[Items from a dataset]
>> start
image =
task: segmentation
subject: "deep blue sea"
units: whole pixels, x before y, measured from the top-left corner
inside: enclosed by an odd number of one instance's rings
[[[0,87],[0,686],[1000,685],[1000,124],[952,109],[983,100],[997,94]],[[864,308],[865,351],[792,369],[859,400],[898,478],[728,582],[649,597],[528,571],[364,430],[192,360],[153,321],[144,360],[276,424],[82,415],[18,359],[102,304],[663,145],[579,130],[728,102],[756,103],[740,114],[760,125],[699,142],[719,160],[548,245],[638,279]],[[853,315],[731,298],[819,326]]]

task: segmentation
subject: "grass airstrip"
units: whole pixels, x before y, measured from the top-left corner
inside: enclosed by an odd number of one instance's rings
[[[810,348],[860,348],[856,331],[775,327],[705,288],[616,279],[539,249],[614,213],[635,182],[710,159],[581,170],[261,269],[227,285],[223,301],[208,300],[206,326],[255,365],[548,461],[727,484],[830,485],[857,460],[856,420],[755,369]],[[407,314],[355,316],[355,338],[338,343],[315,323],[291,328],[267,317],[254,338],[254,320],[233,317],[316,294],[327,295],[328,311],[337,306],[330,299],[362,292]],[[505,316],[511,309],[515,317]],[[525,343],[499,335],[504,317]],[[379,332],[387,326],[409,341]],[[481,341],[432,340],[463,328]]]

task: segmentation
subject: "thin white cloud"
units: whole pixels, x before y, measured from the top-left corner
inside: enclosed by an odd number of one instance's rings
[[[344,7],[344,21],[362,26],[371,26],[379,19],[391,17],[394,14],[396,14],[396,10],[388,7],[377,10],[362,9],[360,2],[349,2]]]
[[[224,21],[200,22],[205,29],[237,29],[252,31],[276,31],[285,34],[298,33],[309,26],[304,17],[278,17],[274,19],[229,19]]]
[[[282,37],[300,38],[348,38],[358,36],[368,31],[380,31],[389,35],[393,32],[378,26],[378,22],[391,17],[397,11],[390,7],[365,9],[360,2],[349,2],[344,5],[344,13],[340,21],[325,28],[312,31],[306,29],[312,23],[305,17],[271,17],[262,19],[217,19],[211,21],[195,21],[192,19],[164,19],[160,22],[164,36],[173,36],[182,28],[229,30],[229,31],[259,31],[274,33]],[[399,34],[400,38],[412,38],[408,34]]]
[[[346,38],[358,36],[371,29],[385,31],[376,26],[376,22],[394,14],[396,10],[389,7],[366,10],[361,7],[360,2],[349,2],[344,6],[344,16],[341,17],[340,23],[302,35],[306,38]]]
>> end
**To do:**
Count the lines in the items above that contain the string "subject", treating case as significant. Give only the number.

**The response:**
3